* _Instructions to follow_:
From the data below, copy each line that includes the word "rough".

[Extracted data]

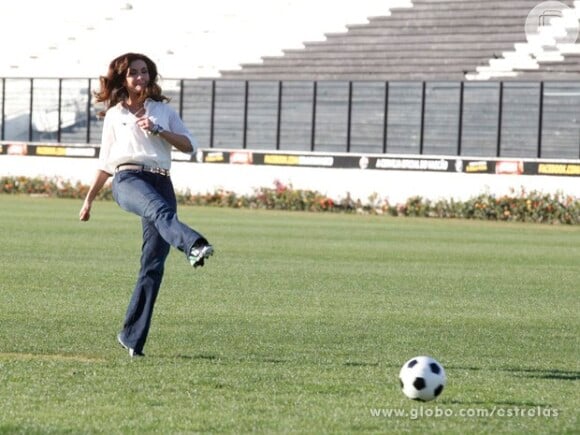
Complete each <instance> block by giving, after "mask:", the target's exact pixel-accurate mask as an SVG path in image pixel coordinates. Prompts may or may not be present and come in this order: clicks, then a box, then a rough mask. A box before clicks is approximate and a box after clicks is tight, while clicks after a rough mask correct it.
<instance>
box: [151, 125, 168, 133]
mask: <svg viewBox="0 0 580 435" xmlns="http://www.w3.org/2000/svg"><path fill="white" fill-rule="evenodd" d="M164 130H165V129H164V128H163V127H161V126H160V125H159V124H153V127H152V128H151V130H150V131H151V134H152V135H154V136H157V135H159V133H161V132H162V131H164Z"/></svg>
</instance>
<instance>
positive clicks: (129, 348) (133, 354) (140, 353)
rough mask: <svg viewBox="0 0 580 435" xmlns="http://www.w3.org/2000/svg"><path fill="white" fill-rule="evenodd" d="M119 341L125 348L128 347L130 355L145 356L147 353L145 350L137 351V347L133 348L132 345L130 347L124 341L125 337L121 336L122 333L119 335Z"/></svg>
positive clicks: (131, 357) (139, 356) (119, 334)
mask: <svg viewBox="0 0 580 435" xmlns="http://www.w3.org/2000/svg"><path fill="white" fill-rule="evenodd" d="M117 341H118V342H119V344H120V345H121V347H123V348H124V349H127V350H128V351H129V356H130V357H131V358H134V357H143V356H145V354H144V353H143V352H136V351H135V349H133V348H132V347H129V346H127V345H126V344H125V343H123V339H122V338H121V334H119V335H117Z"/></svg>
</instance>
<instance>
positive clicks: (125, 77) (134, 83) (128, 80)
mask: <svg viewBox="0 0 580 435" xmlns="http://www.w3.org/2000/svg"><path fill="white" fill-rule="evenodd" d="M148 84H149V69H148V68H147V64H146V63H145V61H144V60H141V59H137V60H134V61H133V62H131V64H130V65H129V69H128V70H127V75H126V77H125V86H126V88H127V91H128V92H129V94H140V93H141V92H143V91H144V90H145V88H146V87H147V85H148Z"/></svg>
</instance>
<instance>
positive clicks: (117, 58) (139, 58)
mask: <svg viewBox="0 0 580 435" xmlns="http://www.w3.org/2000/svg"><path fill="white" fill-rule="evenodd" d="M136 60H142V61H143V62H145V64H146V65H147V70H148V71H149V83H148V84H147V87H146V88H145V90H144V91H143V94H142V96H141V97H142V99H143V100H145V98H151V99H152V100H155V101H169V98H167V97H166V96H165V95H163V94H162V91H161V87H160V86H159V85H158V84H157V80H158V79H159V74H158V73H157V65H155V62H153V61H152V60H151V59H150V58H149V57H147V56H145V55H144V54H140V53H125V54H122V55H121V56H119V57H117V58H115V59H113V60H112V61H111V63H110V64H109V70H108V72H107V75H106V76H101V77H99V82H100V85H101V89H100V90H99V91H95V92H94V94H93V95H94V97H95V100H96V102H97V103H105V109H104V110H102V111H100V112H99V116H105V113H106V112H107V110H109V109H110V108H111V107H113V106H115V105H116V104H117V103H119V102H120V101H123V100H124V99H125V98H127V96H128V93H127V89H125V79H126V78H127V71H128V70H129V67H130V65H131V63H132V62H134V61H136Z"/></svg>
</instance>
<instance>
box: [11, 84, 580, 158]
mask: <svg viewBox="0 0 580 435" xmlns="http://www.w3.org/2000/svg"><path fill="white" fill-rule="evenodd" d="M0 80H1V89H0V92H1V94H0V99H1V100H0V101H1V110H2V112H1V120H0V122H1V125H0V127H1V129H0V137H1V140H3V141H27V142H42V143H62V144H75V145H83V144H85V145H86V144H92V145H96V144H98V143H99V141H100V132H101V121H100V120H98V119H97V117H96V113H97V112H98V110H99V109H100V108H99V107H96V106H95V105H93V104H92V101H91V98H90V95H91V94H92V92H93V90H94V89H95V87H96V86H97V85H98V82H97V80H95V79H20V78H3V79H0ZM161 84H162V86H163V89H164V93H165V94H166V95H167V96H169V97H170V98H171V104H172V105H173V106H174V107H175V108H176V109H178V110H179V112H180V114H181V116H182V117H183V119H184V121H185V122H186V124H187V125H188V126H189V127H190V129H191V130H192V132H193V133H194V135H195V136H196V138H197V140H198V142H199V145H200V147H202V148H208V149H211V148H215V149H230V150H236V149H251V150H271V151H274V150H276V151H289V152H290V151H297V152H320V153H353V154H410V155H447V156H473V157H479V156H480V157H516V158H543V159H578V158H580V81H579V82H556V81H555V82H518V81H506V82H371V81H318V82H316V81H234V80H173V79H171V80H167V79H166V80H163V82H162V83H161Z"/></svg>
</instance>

[/Extracted data]

* _Your response_:
Complete each <instance> block by giving, after "mask:", the target's exact pixel-accurate mask as an SVG path in image pixel coordinates. Prompts may or may not be present and come in this order: clicks, then a box, then a rough mask. A box before clicks is approximate and a box after clicks is tight, while clicks after a rough mask correct it.
rough mask: <svg viewBox="0 0 580 435" xmlns="http://www.w3.org/2000/svg"><path fill="white" fill-rule="evenodd" d="M119 341L125 348L128 347L130 355L145 356L147 353L145 350L137 351V347L133 348L132 345L130 347L124 341L125 337L121 336L122 333L119 335Z"/></svg>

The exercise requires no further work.